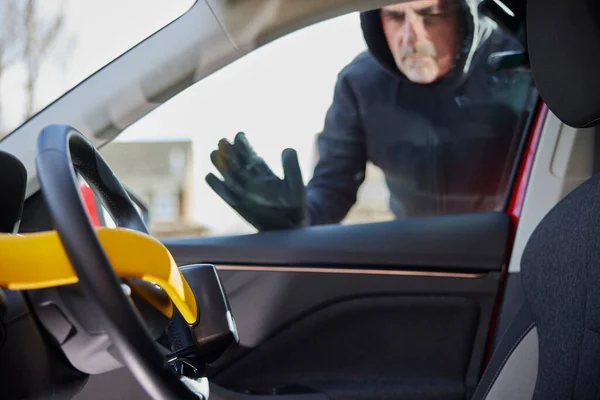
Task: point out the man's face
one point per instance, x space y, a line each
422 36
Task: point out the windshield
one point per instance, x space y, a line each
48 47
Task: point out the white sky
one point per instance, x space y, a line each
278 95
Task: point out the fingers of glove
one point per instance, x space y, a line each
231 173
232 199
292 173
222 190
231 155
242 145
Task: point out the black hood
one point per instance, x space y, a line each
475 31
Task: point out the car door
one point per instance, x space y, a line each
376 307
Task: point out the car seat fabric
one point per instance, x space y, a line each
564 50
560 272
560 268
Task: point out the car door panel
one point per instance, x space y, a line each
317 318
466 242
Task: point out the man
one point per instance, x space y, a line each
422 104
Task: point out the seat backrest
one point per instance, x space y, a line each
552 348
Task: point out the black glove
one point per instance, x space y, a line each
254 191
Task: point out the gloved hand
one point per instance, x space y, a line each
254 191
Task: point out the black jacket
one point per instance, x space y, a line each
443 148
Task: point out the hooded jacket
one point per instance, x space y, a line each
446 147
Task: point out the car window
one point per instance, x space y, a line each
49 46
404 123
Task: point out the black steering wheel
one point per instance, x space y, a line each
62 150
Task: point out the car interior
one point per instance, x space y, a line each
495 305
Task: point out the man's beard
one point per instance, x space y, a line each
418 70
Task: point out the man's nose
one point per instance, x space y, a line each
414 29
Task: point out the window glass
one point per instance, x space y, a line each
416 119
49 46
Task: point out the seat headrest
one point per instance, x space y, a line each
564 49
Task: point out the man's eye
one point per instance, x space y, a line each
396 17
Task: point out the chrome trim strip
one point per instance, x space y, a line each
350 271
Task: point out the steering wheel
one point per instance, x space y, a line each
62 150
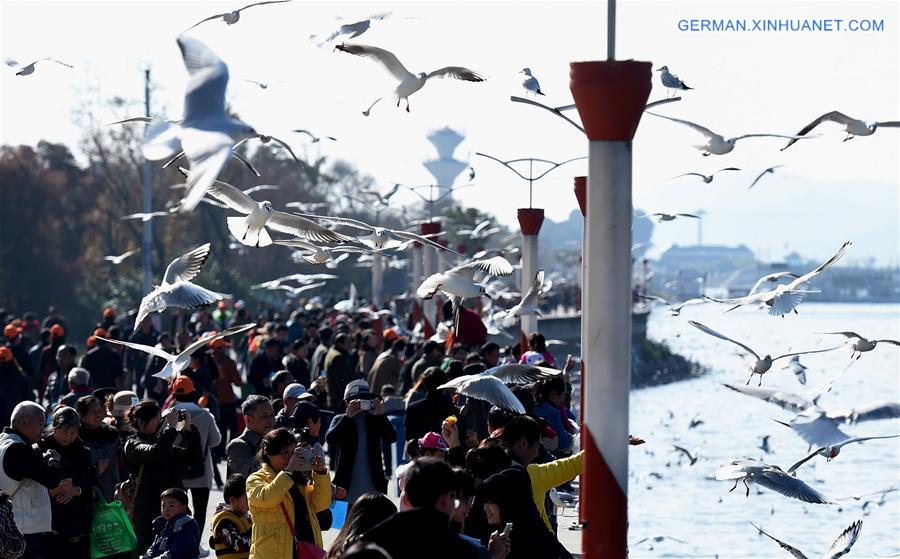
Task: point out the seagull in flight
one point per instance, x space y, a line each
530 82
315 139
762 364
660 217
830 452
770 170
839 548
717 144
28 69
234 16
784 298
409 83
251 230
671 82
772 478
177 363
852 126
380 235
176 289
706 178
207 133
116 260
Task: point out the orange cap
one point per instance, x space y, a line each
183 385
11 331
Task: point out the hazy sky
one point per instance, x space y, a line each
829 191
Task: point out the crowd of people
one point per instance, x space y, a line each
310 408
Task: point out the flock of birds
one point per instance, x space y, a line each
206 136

_____

> Goal of the exercise
Quote all the lines above exactly as given. Do not include the pictures.

> Result of this exercise
Task: point out the man's face
one point per instance, x space y, a line each
422 36
Task: point out the windshield
one point per instance, x space y, a line each
48 47
Task: point out the white sky
one point per instance, x space y, a line each
278 95
Task: point out the fingers of glove
one point per instance, x space y, a line each
231 173
232 199
292 173
222 190
231 155
242 145
Task: point out the black hood
one point per instance, x space y, a line each
475 31
Task: point out the car door
one point per instance, x space y, a line each
376 307
Task: point out the car seat fabric
one point per instance, x space y, a line each
564 50
560 272
560 268
Task: point out the car door panel
one point per instance, x space y, a line each
317 318
466 242
Task: point out the man
one point per instance, x space y, a line each
422 104
Task: point out the seat backrest
one point per instance, x space y, a line each
552 348
Task: point out the black glove
one point per instance, x space y, a line each
254 191
Task: point out the gloved hand
one point per instance, x space y, a line each
254 191
Task: point out the black jacket
one point per instance, x space y, a line each
443 148
Task: point out the hooded jacket
one point per instance, x space y, a line each
446 147
Task: point out the car window
one point per instance, x space y, a line each
49 46
404 123
Task: point out the black steering wheel
one point per instance, x space y, a line each
62 150
Task: point out the car interior
one point per instance, x space y, a line each
495 305
Task: point out the man's beard
one point per instance, x space y, a line each
418 70
Task: point out the man's nose
one point per instance, x space y, a line each
414 29
Task: point out the window glass
one point per instance, x space y, a line each
416 119
49 46
Task: point out the seat headrest
one point per instance, x space y, a line each
564 49
Task: point out the man's eye
one point per instance, x space y, a line each
396 17
Task: point out the chrome trim strip
one point per instance, x space y, a line each
350 271
Task: point out the steering wheel
one point per instance, x space y, a line each
62 150
Task: point out the seagull in flight
one point per instance, x space y, a line each
530 82
315 139
762 364
660 217
830 452
770 170
839 548
717 144
28 69
234 16
784 298
409 83
251 230
671 82
772 478
177 363
852 126
380 235
176 289
706 178
207 133
116 260
Task: point out the orange cap
one point per instance, x space y, a line each
183 385
11 331
Task: point out the hazy sky
one point per instance, x space y, a line each
829 191
Task: point out the crowd of people
one point per instance, x space y, a line each
310 408
Task: point out the flock of birds
one point per instance, x space y, a line each
206 136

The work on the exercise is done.